PROBLEM TO WORK ON
Repeat the following records word for word, keeping every line as given.

Items listed in a dataset
____________________

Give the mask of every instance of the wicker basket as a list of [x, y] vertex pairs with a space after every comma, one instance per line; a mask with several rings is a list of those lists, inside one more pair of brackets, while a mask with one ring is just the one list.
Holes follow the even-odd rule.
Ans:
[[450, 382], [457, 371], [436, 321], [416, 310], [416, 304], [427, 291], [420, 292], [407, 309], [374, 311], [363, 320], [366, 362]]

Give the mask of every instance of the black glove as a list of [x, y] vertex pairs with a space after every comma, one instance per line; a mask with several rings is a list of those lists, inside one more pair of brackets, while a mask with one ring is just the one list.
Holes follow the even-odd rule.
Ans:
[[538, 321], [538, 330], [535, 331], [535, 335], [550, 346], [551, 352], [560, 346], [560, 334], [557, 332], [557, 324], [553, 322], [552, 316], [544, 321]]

____________________

TASK SOLUTION
Give the mask of every instance of the wicker basket as a list of [x, y] vertex pairs with a space after every comma, one instance per line; a mask with several rings is a list of those lists, inside one more pair of brackets, while a mask with one ring is just the one list.
Holes follow the even-odd rule.
Ans:
[[450, 382], [457, 371], [436, 321], [416, 310], [416, 304], [427, 291], [420, 292], [407, 309], [374, 311], [363, 320], [366, 362]]

Give the mask of every instance of the black glove as a list of [x, y] vertex pairs with a space after every comma, one instance per line; a mask with several rings is a list of those lists, inside one more pair of brackets, while a mask with one ring is just the one list.
Holes follow the even-odd rule.
Ans:
[[538, 321], [538, 330], [535, 331], [535, 335], [550, 346], [551, 352], [560, 346], [560, 334], [557, 332], [557, 324], [553, 322], [552, 316], [544, 321]]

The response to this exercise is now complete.